Natural-language object grounding data
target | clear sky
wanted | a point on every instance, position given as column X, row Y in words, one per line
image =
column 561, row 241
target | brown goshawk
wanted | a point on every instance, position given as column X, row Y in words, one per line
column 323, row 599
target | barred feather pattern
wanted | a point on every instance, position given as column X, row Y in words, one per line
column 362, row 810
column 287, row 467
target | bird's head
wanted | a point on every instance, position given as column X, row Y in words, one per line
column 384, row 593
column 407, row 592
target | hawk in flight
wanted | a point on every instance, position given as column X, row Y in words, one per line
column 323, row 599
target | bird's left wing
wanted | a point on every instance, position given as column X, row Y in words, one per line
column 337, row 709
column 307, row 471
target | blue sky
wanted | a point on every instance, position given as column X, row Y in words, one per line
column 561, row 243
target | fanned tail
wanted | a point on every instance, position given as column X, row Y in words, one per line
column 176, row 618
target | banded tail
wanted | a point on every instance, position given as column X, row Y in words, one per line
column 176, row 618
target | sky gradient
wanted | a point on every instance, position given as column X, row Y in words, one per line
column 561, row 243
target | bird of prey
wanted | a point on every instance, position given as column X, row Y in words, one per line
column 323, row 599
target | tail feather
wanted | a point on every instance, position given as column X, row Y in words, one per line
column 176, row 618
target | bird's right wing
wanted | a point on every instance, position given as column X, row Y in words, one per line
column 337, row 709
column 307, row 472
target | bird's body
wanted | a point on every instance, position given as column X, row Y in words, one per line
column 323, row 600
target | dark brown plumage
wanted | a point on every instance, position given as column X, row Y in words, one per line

WORK INSTRUCTION: Only exact copies of the lines from the one containing "target | fanned tail" to the end of the records belong in the answer.

WRITTEN REPLY:
target | fanned tail
wanted | a point on every instance, position given as column X, row Y in words, one per line
column 176, row 618
target | banded tail
wanted | a point on every instance, position given as column X, row Y in words, one per line
column 176, row 618
target | sky gradient
wanted | a point on every instance, position given as column X, row Y in words, one per line
column 561, row 243
target | bird of prey
wanted | a point on every instance, position given as column X, row Y in words, one per line
column 323, row 599
target | tail feather
wanted | a point on every instance, position given as column X, row Y in words, one per line
column 176, row 618
target | bird's right wing
wanted | a point on every instance, position given as column X, row Y in words, one per line
column 337, row 709
column 307, row 472
target | bird's body
wanted | a point on every instance, position given as column X, row Y in words, one per line
column 323, row 600
target | dark brown plumage
wanted | a point on every instance, position given as column X, row Y in words, one per line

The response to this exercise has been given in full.